Please repeat the records below word for word from the line with "out the shadow" to the line with "[(170, 395)]", including both of those lines and nothing else.

Extracted entries:
######
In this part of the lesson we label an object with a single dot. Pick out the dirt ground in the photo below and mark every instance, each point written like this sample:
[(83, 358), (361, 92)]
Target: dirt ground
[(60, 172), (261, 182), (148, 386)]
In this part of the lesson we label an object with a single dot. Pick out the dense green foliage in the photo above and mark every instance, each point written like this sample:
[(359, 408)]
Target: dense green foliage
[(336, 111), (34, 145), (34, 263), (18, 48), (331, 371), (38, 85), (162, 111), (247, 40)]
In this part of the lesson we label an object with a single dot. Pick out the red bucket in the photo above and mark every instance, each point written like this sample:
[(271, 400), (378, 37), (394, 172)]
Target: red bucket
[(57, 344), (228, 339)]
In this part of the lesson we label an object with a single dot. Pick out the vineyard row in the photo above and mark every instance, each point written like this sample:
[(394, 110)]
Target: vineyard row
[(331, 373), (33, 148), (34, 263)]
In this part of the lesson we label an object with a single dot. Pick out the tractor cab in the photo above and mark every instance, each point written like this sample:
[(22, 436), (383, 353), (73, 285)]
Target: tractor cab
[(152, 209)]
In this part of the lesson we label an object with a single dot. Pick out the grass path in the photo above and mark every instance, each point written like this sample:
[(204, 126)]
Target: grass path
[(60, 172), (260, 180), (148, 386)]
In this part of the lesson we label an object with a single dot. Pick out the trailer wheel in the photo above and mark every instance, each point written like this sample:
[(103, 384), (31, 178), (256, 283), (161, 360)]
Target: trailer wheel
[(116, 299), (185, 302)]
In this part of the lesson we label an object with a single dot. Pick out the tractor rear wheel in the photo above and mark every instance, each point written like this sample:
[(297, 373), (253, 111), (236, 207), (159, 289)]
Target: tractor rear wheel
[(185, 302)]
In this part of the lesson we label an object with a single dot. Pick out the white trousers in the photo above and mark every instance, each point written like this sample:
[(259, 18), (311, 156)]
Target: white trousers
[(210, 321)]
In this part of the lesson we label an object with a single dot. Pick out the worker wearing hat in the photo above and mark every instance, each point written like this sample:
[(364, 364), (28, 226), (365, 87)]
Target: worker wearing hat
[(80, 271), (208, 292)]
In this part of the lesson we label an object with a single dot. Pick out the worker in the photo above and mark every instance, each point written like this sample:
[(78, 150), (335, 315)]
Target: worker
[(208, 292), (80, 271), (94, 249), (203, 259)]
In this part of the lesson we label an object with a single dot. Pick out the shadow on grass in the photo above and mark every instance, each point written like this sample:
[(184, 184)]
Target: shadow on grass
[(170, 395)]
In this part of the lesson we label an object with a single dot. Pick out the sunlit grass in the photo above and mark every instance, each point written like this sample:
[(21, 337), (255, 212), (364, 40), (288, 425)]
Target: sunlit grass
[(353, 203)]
######
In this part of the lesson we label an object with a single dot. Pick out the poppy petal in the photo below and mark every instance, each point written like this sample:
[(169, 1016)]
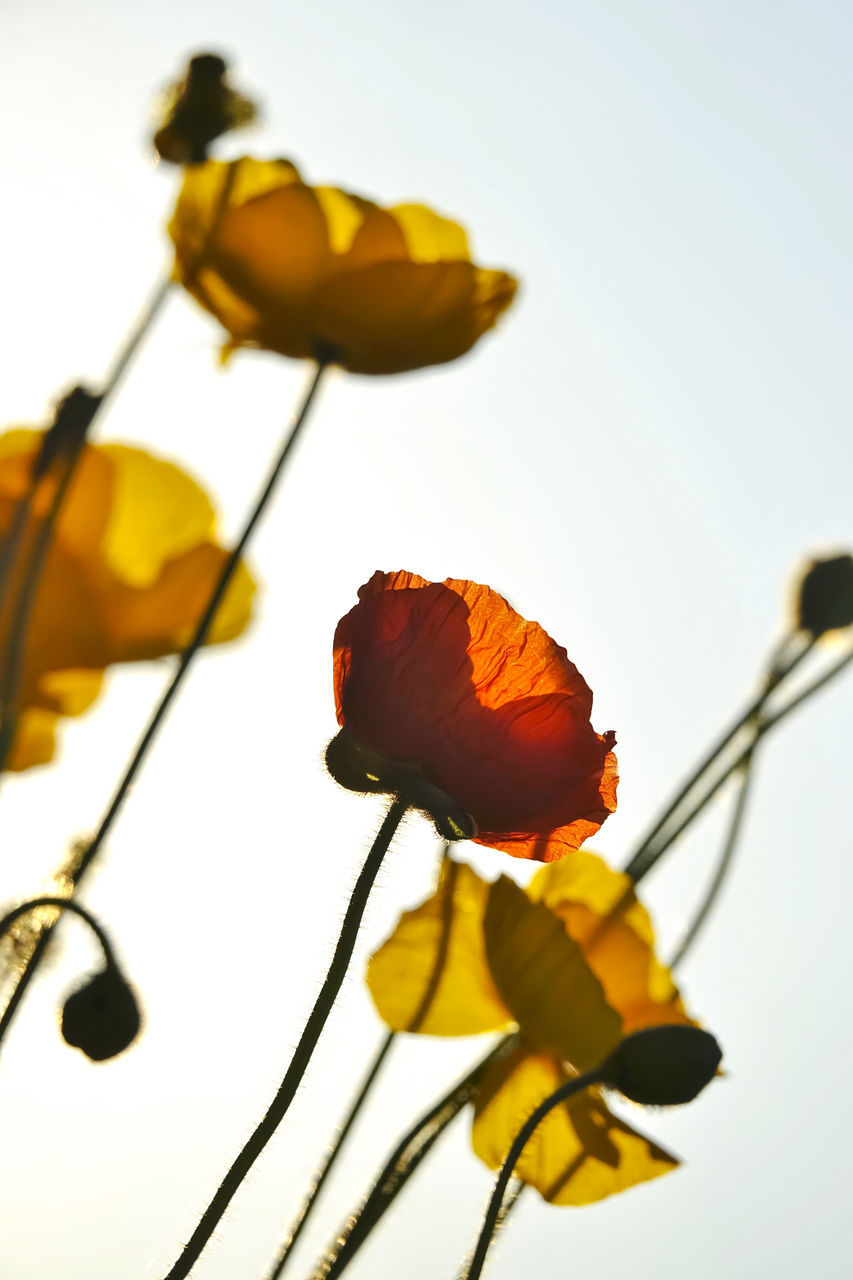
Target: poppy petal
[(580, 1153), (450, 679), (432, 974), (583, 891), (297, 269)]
######
Task response:
In this part of the lesson we label an object with a single dot. Pick out the shadow on grass in the photo above and mark every instance, each point written like this sample:
[(184, 184)]
Target: shadow on grass
[(170, 395)]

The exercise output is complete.